[Given exercise]
Collect every line in the items below that contains the string "person", and copy each of those lines in full. Letter case matters when matching.

+++ The records

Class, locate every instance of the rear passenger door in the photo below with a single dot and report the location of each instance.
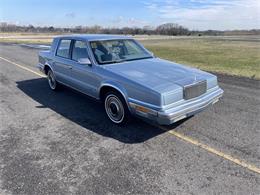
(62, 63)
(84, 78)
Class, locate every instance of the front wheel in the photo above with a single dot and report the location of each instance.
(116, 108)
(52, 81)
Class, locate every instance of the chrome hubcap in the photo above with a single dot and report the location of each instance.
(114, 109)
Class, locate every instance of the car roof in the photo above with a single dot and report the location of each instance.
(94, 37)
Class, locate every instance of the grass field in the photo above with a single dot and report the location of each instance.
(234, 55)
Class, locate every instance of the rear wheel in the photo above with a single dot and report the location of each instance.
(116, 108)
(51, 80)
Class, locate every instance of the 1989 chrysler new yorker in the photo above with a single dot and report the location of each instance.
(128, 78)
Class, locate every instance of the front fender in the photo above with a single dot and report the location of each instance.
(121, 89)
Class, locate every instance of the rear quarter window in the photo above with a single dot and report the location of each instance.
(63, 49)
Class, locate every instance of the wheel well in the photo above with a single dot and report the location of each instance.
(46, 69)
(104, 90)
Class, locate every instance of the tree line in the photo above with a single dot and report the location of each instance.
(170, 29)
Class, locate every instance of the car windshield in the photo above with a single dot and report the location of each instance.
(115, 51)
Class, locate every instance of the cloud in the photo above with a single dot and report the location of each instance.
(129, 22)
(70, 15)
(209, 14)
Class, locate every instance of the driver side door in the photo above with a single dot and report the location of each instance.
(84, 77)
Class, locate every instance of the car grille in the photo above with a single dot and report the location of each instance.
(195, 90)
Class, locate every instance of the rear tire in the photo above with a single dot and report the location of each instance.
(53, 84)
(116, 108)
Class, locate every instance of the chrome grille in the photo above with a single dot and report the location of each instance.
(195, 90)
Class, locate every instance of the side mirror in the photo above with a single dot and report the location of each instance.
(84, 61)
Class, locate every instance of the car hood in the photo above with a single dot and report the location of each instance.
(160, 75)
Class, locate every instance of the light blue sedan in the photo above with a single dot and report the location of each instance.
(127, 78)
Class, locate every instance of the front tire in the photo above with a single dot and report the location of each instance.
(116, 108)
(53, 84)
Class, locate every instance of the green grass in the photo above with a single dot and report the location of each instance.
(233, 57)
(237, 55)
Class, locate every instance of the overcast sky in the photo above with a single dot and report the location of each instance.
(194, 14)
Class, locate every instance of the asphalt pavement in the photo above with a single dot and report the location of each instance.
(62, 143)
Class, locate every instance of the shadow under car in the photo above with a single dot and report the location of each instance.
(88, 113)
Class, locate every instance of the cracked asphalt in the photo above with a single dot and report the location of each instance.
(62, 143)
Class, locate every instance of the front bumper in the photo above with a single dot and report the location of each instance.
(182, 110)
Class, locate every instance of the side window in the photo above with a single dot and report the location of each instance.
(64, 48)
(79, 50)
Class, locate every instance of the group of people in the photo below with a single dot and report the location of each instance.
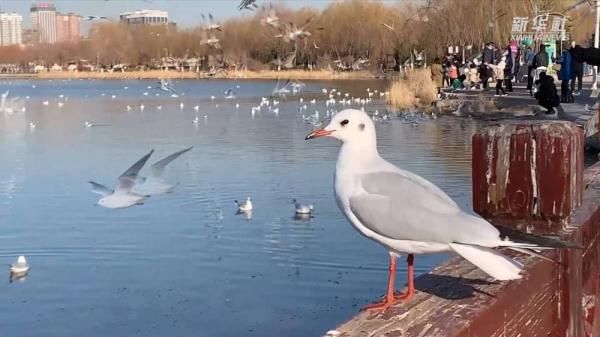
(504, 65)
(476, 74)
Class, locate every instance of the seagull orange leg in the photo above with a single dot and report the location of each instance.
(389, 297)
(411, 276)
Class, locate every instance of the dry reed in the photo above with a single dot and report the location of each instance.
(414, 89)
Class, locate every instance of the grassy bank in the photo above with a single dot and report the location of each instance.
(415, 89)
(153, 74)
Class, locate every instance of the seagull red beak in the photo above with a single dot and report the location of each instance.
(318, 133)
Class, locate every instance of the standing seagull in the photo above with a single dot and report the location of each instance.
(122, 196)
(154, 184)
(248, 4)
(408, 214)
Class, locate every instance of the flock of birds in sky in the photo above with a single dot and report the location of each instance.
(398, 209)
(289, 33)
(132, 189)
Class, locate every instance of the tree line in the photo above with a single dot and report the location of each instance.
(345, 31)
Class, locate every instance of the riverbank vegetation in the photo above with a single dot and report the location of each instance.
(346, 35)
(415, 88)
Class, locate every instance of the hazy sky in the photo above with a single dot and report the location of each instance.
(184, 12)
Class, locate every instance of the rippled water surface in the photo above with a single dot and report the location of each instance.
(174, 266)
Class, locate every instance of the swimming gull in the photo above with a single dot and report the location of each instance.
(245, 206)
(302, 208)
(155, 184)
(122, 196)
(408, 214)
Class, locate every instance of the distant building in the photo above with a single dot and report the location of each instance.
(145, 17)
(68, 28)
(43, 22)
(11, 31)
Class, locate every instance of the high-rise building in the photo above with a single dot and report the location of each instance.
(145, 17)
(43, 22)
(68, 28)
(10, 29)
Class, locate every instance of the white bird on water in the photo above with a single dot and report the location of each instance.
(408, 214)
(302, 208)
(19, 267)
(122, 196)
(155, 184)
(245, 206)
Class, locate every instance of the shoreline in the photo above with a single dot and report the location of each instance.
(172, 74)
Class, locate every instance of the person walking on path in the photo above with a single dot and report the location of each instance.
(446, 74)
(453, 72)
(437, 72)
(564, 75)
(546, 95)
(489, 59)
(512, 63)
(473, 77)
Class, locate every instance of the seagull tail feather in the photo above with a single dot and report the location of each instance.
(533, 240)
(492, 262)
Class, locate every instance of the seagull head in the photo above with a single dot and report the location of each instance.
(348, 126)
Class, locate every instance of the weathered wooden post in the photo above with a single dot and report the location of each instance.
(528, 174)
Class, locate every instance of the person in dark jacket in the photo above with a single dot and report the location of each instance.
(485, 70)
(564, 75)
(577, 74)
(529, 56)
(547, 96)
(541, 58)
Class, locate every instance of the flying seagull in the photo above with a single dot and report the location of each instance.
(155, 184)
(271, 19)
(408, 214)
(390, 27)
(122, 196)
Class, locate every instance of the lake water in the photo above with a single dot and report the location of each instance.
(174, 266)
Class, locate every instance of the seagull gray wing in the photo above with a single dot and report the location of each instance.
(158, 168)
(100, 189)
(405, 206)
(245, 3)
(127, 180)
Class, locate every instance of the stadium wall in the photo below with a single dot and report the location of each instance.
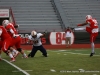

++++++

[Completed task]
Class, locate every instance of the person walking on path in the photo above with a single dot and report the location of each instance.
Class, locate every instance of the person in dark jacket in the photo above with a single dot and report the location of each instance.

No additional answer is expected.